■ Given data ■
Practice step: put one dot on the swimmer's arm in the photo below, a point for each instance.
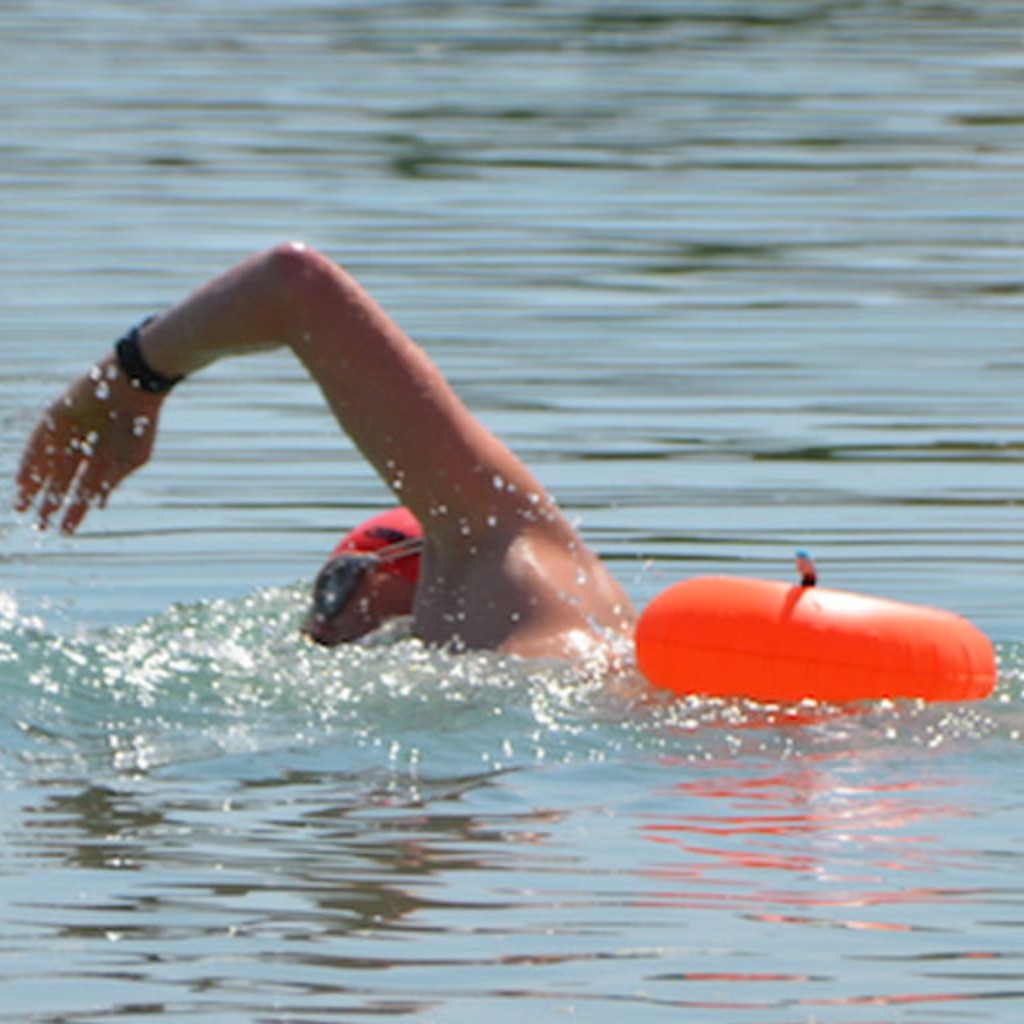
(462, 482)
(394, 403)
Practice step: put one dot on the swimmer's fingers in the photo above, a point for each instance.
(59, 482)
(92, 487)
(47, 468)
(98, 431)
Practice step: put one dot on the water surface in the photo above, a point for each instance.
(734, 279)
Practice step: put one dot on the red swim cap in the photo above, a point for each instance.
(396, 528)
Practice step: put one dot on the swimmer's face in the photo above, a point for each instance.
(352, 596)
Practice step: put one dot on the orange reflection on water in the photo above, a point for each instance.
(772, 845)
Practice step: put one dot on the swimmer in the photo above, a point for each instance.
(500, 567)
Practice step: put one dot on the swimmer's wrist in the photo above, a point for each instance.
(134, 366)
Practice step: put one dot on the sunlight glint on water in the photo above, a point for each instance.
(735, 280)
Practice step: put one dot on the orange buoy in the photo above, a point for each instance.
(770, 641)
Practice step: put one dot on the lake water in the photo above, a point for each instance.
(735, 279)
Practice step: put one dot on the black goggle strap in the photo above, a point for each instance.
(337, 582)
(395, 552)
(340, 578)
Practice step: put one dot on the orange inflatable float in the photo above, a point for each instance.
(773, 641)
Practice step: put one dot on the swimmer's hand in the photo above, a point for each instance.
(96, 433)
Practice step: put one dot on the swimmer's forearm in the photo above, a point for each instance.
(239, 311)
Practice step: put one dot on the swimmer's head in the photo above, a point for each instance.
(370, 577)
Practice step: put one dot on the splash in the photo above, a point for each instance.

...

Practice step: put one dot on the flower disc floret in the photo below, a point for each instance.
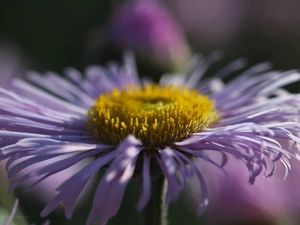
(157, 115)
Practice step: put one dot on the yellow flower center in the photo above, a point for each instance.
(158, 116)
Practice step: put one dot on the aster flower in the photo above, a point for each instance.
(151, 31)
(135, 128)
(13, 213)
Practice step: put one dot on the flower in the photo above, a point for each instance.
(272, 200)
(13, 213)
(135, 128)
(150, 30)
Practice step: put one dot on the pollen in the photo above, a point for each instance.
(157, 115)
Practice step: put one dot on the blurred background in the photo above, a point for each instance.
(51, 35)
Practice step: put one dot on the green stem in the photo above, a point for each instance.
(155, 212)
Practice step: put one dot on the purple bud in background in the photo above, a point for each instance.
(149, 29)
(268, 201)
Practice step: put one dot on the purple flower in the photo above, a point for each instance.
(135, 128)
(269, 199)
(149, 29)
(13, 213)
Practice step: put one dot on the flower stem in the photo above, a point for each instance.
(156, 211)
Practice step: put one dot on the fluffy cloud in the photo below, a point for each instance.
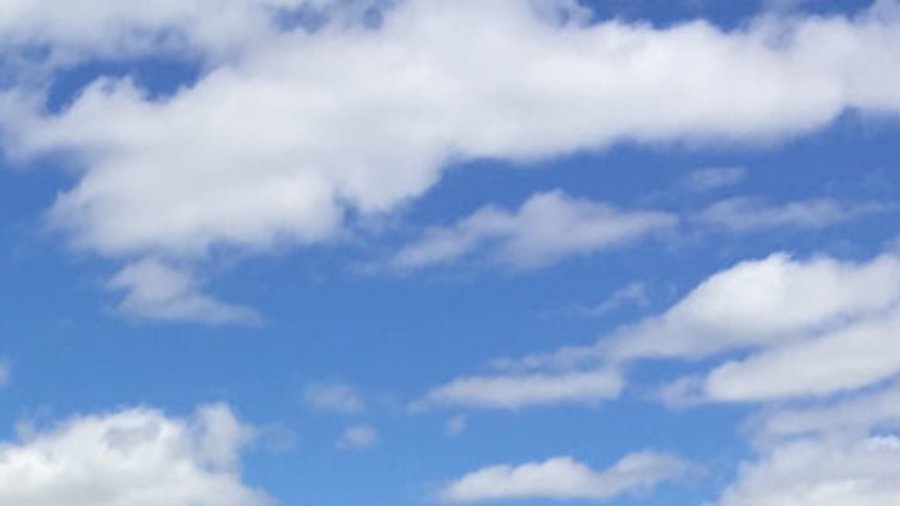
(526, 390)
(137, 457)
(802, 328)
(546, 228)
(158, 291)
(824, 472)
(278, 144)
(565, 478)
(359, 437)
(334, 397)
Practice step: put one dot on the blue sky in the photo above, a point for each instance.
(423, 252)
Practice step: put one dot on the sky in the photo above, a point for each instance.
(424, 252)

■ Exercise description ■
Print exactly the lines above, between the one holding "Practice step: put one dot on the sunlight" and the one holding "Practice step: put one dot on the splash", inclusive, and nothing besides.

■ Task result ■
Practice step: put one dot on the sunlight glint on water in the photo above, a point for each instance.
(735, 280)
Practice step: put one dot on the orange buoy in the photo above, a point for each instance.
(770, 641)
Practice step: put one dot on the lake water in the photo above, a point for each instance.
(735, 279)
Practice step: put one dot on the black goggle strap in the photo above, a point for each instance.
(337, 582)
(395, 552)
(340, 578)
Practice step: put one dot on the orange inflatable float in the photo above, a point for each instance.
(773, 641)
Practice step: put one dot on the swimmer's hand in the photo above, a point for each instance.
(96, 433)
Practice step: put one dot on the swimmer's forearm in the photo above, a point for each instance.
(239, 311)
Practice step: put one dot on the swimmer's head in the photo above, a point for each instance.
(370, 577)
Practice step: put one dot on the splash in the photo above, a point for each instance.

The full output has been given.